## GIVEN TEXT

<<<<

E. Andersson1, T. Hjerpe2, G. Smith3, K. Källström1, L. Morén1, K. Skagius1

1Swedish Nuclear Fuel and Waste Management Co., Sweden

2Facilia AB, Sweden,

3 GMS Abingdon Ltd, UK

E-mail contact of main author: Eva.Andersson@skb.se

Abstract. The strategy commonly adopted in the disposal of solid radioactive waste is to contain the waste so that it is kept away from the accessible biosphere by means of underground disposal. The intention is to isolate the waste from man and the biosphere for a sufficiently long time to allow radioactive decay to significantly reduce the radiation hazard. However, the potential exposure to radioactive material following intrusion is an inescapable consequence of the deposition of the radioactive waste in a repository. There is an international consensus that future human actions (FHA) resulting in disruption of the disposal facility must be considered in the safety assessment as part of the safety case for a radioactive waste repository. However, although there are some general recommendations concerning assessment of radioactive waste disposal, there is no over-arching international methodological guide on how to perform FHA assessments. There is an ongoing project at IAEA on handling inadvertent human intrusion (HIDRA). The Swedish Nuclear Fuel and Waste Management Company (SKB) is taking part in the HIDRA project for human intrusion but also analyse the broader concept FHA.

SKB has performed several analyses of FHA (including human intrusion by drilling) for both the existing repository for low- and intermediate level waste (SFR) situated at 60-120 m depth and for the planned repository for spent nuclear fuel to be situated at approximately 500 m depth. The SKB methodology to assess FHA includes FEP-analysis, identification of stylised scenarios and qualitative and quantitative evaluation of the stylised scenarios.



In December 2014, SKB submitted an application to the Swedish Radiation Protection Authority (SSM) to extend the existing repository for low- and intermediate level waste (SFR). The planned extension includes 6 additional rock caverns to be placed at 120 m depth. The safety case for the application included an assessment of FHA for both the existing part of the repository and for the planned extension. The methodology used and major results of the FHA analysis are presented. In addition, examples are given of adjustments to general recommendations that were needed to address FHA issues relevant to the assessment needs for this specific assessment.

Key Words: Human intrusion, future human actions, waste disposal, safety assessment

1.Introduction


There is a long-standing international consensus that future human actions (FHA) and human intrusion (HI) resulting in some disruption to the repository must be considered in safety assessments as part of a safety case for a radioactive waste repository [1, 2, 3]. However, there is no over-arching international guide on how to incorporate FHA in assessments. IAEA has an ongoing project, ‘Human Intrusion in the context of Disposal of RAdioactive waste’ (HIDRA) to develop and test a methodology [4]. There are also other international projects where experiences of handling HI in different countries have been shared e.g. [5] and further commentary provided [6]. Depending on site specific and repository specific conditions as well as regulatory and local stakeholder considerations, different aspects of FHA may need to be considered. SKB has addressed FHA in safety assessment since the late 90’s. In this paper, the methodology [7] used in the assessment of FHA for the low and intermediate level waste (L/ILW) repository SFR is described.

>>>>

## DATA ENTRIES

<<<<

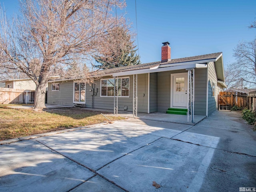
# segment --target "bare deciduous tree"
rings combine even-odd
[[[12,22],[1,13],[1,69],[26,74],[36,85],[35,108],[45,108],[52,76],[64,76],[71,68],[76,77],[89,80],[92,55],[112,46],[105,40],[117,26],[128,28],[116,14],[116,9],[125,6],[124,1],[22,0],[20,14]]]
[[[256,39],[248,42],[239,43],[234,50],[234,56],[237,62],[232,65],[233,70],[239,72],[240,79],[255,86]]]

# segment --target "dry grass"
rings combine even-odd
[[[52,108],[36,112],[0,104],[0,140],[78,127],[108,121],[97,112],[73,108]],[[124,119],[109,116],[112,121]]]

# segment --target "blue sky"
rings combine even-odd
[[[18,2],[0,0],[11,14]],[[123,11],[136,30],[135,0],[126,4]],[[226,64],[234,61],[239,41],[256,38],[256,29],[248,27],[256,19],[255,0],[136,0],[136,5],[142,63],[160,60],[162,43],[168,41],[172,58],[223,52]]]

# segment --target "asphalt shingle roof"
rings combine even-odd
[[[140,69],[147,69],[153,68],[160,65],[161,66],[164,66],[166,64],[178,64],[191,61],[196,61],[208,59],[215,59],[218,58],[222,52],[212,53],[206,55],[199,55],[193,57],[185,57],[178,59],[173,59],[170,61],[162,62],[161,61],[153,62],[152,63],[144,63],[139,65],[125,66],[124,67],[117,67],[111,69],[100,70],[96,72],[97,74],[108,74],[115,72],[123,72],[134,70],[138,70]]]

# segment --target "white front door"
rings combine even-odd
[[[171,103],[173,107],[188,106],[188,74],[172,74]]]

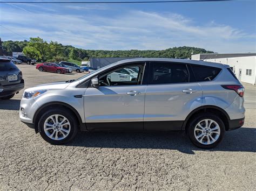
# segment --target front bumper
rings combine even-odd
[[[7,96],[15,94],[24,88],[24,80],[21,80],[21,82],[9,86],[2,86],[0,85],[0,97]]]
[[[228,131],[233,130],[241,128],[245,123],[245,118],[242,118],[237,119],[232,119],[228,121]]]

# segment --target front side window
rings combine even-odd
[[[130,67],[130,66],[129,66]],[[116,68],[100,75],[100,86],[139,85],[142,83],[144,64],[133,65],[134,70],[128,67]],[[138,72],[137,72],[138,71]]]
[[[151,84],[186,83],[189,74],[185,64],[170,62],[151,62],[149,83]]]
[[[197,81],[213,80],[220,73],[220,68],[204,66],[191,65]]]

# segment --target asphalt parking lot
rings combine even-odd
[[[84,75],[18,67],[25,88]],[[82,132],[51,145],[19,121],[22,91],[0,100],[0,189],[255,190],[256,87],[244,86],[245,125],[211,150],[181,132]]]

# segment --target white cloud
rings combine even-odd
[[[191,46],[218,52],[255,51],[255,34],[212,21],[197,25],[191,18],[176,13],[133,10],[102,17],[2,11],[0,14],[8,16],[1,19],[2,25],[23,36],[39,36],[86,49],[163,49]],[[18,39],[7,30],[1,29],[1,32],[4,40]]]

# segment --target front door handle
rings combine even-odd
[[[182,92],[187,94],[191,94],[192,93],[197,92],[197,91],[192,90],[192,89],[190,88],[190,89],[184,89],[184,90],[182,90]]]
[[[137,91],[134,90],[130,91],[129,92],[127,93],[127,95],[130,95],[132,96],[135,96],[137,94],[140,94],[142,93],[140,91]]]

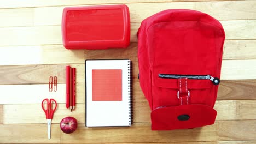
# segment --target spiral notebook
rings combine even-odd
[[[85,126],[131,126],[131,61],[85,61]]]

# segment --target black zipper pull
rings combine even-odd
[[[212,83],[214,85],[218,85],[220,82],[220,80],[219,80],[219,78],[213,77],[211,76],[211,75],[207,75],[206,76],[206,79],[212,81]]]

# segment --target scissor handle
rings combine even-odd
[[[44,109],[44,102],[45,100],[47,101],[47,109],[46,110],[45,110],[45,109]],[[49,107],[48,99],[45,99],[43,100],[43,101],[42,101],[41,106],[42,106],[42,109],[43,109],[43,110],[44,111],[44,113],[45,113],[46,119],[49,119],[49,112],[48,112],[48,107]]]
[[[51,103],[51,101],[54,101],[54,103],[55,103],[55,106],[54,107],[54,109],[51,109],[51,104],[53,104],[53,103]],[[57,108],[57,102],[56,102],[56,100],[54,99],[50,99],[50,101],[49,101],[49,105],[50,105],[50,115],[49,115],[49,119],[53,119],[53,113],[54,113],[54,111],[55,111],[55,110],[56,110],[56,108]]]

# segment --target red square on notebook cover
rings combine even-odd
[[[122,100],[122,70],[92,70],[92,101]]]

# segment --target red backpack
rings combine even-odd
[[[137,34],[139,81],[152,110],[152,129],[213,124],[222,25],[199,11],[170,9],[144,20]]]

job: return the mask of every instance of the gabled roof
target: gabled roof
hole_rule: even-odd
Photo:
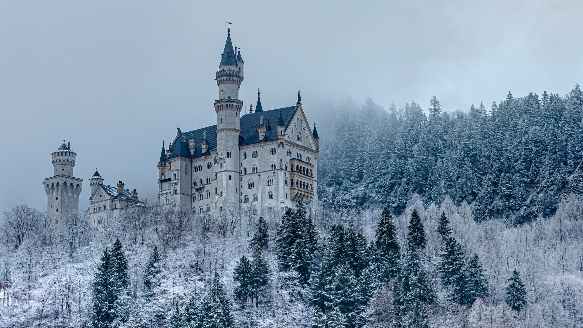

>>>>

## WHAT TO DO
(1) According to the paper on future human actions in repository safety assessment, how many additional rock caverns does the planned SFR extension include, and at what depth?
(2) Resume the paper on future human actions in repository safety assessment, picking up after its final sentence.

## IN RESPONSE
(1) Six additional rock caverns, placed at 120 m depth.

(2)
2.General recommendations by international projects


Although an international FHA methodology is not available, there are useful recommendations in documents like those mentioned above. Below is a list of some typical examples and a note when they have not been followed in the SFR assessment [7].

  • Select a site away from natural resources in order to minimize likelihood for intrusion.

  • Only consider inadvertent intrusion, i.e. actions carried out when the location of the repository is unknown, its purpose forgotten or the consequences of the actions are unknown. Current society cannot be required to protect future societies from their own intentional and planned activities if they are aware of the consequences.

  • A common approach to societal conditions is to use current conditions, both regarding human behavior and technological development. Sites my change due to e.g. climate change, then current data from sites with similar conditions may be used in the assessment. In the area where SFR is situated, land uplift leads to areas currently covered by sea to be situated below dry land. This has been addressed in the FHA analysis.

  • Avoid quantitative use of probabilities because it is difficult to justify assigning a number to the probability of specific FHA. Nevertheless, some quantitative consideration of probabilities of such events is considered in the FHA assessment for SFR.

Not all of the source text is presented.